▶ **YOUR TASK**: Retrieve all lines below that have the string "shirt".

(Natural-language object grounding data)
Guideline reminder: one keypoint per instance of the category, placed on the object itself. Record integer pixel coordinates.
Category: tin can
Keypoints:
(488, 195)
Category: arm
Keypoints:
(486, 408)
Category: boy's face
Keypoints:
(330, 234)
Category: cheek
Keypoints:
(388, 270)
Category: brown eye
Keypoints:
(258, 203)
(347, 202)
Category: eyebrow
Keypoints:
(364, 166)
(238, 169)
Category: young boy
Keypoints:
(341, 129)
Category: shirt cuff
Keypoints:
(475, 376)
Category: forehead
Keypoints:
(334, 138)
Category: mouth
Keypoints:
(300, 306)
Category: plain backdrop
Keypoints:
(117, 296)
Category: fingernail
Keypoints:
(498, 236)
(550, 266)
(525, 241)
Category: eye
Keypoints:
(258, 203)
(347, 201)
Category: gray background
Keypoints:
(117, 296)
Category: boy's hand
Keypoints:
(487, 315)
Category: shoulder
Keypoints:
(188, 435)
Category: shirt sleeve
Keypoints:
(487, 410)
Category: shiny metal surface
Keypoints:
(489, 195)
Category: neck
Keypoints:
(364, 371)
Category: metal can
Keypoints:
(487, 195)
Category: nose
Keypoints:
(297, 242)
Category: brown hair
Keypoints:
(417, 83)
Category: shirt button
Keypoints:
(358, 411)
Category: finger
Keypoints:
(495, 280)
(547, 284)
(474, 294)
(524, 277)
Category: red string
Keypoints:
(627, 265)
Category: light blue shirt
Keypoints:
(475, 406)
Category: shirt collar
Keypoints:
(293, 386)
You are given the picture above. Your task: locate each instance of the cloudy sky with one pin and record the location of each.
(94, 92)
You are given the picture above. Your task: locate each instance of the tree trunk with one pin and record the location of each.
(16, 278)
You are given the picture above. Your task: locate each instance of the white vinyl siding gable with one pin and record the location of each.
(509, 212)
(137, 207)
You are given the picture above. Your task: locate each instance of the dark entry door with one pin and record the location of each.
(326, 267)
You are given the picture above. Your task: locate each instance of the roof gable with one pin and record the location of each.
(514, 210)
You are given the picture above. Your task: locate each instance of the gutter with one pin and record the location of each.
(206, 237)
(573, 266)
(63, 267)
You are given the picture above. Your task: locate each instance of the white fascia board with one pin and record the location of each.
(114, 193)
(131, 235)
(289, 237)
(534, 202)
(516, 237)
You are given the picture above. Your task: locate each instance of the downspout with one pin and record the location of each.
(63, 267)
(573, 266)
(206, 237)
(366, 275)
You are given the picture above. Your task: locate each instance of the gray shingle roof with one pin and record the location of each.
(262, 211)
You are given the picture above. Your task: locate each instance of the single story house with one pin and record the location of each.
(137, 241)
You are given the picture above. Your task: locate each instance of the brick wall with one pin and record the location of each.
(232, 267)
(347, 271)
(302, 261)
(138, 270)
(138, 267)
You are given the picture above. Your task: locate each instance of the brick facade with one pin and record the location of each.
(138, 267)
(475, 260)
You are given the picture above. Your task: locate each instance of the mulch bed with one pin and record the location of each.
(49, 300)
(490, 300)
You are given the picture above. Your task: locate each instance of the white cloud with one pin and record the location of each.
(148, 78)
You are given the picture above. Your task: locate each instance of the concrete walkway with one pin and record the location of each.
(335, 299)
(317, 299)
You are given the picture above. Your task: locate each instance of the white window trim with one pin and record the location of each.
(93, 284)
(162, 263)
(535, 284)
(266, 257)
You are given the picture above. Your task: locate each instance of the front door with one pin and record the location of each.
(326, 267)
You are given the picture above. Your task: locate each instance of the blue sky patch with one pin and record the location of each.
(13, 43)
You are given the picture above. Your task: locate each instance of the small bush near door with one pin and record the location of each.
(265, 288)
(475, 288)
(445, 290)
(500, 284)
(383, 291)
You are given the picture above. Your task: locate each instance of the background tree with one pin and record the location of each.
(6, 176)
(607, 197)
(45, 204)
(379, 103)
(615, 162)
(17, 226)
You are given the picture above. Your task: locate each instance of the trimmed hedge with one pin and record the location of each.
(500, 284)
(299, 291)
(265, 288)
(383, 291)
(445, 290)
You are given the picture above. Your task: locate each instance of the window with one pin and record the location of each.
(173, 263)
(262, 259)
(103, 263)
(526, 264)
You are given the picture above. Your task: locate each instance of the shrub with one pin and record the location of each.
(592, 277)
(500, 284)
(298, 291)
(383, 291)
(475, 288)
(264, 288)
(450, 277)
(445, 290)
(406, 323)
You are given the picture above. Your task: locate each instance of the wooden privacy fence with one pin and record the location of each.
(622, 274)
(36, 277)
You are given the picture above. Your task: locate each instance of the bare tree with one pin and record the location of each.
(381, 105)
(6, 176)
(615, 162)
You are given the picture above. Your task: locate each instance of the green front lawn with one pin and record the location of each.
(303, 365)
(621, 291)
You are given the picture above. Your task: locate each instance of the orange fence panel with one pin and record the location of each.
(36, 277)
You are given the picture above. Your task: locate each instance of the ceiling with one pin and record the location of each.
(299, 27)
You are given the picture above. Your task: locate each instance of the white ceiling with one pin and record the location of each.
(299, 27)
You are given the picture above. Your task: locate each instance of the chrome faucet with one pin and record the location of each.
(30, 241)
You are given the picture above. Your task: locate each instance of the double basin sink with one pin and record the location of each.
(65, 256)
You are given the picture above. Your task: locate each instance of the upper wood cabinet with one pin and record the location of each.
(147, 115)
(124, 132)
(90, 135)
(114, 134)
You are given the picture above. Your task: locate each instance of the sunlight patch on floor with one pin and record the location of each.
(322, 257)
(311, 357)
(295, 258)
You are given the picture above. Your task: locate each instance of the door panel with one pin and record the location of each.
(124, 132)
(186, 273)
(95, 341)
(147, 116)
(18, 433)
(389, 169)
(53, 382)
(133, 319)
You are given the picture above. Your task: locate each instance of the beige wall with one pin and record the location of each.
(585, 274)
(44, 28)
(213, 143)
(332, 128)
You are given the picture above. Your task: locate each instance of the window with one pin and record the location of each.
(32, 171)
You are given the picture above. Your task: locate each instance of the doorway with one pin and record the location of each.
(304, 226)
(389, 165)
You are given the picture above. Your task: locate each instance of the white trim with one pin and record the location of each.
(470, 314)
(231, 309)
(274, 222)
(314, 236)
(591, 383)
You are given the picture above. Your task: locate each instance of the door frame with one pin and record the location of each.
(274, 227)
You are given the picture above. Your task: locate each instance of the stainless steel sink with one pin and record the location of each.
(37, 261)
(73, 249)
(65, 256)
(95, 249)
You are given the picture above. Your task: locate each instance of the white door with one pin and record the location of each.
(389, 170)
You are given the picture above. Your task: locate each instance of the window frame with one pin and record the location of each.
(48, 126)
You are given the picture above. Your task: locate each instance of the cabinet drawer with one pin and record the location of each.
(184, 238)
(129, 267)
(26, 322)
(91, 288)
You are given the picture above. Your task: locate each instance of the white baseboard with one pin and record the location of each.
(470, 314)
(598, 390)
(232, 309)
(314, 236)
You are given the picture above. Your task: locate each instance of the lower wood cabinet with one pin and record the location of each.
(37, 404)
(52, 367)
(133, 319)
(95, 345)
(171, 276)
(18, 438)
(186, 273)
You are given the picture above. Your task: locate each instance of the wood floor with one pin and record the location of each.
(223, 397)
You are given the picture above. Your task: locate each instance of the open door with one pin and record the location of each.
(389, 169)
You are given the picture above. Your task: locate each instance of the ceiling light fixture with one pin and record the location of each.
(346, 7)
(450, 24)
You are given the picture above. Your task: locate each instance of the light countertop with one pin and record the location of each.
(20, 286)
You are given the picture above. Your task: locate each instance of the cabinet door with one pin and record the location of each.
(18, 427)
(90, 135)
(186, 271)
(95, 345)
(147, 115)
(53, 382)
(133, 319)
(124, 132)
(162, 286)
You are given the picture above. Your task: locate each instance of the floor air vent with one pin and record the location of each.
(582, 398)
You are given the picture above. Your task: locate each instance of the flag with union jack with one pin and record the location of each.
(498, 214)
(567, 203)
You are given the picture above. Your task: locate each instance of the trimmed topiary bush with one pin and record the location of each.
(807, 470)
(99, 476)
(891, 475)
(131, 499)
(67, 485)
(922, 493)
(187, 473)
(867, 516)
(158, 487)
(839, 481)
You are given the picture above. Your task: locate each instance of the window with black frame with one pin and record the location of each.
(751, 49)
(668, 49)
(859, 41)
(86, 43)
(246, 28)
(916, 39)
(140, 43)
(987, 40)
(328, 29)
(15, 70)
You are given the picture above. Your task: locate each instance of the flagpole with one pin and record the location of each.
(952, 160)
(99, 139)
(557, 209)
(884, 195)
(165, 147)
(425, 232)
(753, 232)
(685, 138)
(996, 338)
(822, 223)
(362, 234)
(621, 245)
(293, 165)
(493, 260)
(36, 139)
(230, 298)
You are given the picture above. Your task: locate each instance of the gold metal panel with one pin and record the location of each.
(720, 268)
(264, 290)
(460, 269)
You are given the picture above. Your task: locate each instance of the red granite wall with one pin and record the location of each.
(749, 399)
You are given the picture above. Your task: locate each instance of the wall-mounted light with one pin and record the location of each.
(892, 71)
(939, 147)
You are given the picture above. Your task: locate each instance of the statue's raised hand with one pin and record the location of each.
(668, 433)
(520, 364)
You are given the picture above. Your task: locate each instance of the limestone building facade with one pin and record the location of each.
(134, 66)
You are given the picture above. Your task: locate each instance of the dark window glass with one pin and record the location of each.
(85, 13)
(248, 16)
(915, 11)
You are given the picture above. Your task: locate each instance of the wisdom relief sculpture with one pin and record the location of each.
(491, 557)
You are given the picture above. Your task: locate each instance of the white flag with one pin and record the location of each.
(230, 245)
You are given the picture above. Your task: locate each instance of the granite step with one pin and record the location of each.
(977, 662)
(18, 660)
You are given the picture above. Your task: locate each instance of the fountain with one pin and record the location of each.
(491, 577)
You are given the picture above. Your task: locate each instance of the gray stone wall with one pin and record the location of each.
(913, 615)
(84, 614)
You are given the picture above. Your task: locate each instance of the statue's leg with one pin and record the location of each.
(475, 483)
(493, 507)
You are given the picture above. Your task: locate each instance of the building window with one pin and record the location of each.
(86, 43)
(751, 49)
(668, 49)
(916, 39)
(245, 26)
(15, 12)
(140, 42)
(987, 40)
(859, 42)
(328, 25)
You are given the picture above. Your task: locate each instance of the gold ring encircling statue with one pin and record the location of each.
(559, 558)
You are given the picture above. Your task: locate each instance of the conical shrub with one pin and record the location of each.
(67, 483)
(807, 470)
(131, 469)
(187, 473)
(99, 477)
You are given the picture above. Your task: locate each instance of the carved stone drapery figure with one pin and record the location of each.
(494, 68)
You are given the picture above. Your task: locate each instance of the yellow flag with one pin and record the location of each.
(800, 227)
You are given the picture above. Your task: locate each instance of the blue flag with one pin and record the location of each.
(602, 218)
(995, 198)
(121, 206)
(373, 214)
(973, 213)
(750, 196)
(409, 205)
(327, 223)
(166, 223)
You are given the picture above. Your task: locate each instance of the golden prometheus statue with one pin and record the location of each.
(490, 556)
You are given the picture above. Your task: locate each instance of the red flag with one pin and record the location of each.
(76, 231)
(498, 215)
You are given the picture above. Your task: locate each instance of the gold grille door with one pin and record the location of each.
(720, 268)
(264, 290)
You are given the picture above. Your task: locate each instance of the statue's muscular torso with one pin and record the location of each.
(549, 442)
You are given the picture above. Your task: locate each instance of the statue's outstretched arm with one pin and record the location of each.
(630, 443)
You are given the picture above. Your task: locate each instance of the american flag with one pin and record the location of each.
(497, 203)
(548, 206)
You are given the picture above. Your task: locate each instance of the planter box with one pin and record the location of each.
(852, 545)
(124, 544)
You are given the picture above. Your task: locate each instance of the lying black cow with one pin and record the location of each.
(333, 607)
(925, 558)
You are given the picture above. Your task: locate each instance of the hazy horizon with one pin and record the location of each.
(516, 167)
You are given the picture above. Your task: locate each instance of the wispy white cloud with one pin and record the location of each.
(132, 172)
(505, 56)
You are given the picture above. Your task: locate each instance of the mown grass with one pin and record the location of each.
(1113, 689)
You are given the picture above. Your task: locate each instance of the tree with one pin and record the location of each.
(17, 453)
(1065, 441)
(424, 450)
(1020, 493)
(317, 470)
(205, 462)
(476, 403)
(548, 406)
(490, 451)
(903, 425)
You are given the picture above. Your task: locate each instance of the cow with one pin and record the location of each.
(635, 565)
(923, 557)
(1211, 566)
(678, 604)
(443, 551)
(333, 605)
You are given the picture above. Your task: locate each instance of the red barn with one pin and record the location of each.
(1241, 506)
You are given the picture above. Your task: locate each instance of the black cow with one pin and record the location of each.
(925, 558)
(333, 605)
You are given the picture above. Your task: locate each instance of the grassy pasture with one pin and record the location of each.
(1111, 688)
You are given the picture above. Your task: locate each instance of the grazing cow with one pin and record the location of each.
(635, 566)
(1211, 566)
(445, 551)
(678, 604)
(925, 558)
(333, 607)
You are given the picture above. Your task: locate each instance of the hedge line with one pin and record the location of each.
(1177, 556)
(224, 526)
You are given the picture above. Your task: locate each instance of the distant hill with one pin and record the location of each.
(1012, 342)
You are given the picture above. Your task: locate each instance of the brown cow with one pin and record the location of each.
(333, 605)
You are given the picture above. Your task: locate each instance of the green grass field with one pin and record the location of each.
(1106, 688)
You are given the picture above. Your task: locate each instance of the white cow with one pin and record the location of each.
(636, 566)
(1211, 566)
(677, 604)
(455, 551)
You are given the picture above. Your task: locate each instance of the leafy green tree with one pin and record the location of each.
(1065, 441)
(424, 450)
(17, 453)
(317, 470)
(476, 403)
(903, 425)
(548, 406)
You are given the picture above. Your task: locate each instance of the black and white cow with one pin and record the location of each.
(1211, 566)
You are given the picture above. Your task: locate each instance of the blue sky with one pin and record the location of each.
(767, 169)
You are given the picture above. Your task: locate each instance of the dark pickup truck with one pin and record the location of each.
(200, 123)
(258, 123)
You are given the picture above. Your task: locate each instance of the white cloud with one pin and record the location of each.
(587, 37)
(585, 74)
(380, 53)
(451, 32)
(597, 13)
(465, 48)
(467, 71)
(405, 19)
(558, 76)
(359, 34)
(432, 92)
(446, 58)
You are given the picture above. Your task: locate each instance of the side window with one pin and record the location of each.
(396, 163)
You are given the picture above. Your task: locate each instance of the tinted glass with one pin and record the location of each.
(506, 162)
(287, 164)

▶ **REPLY**:
Category: shirt cuff
Category: shirt sleeve
Category: shirt button
Category: light blue shirt
Category: shirt collar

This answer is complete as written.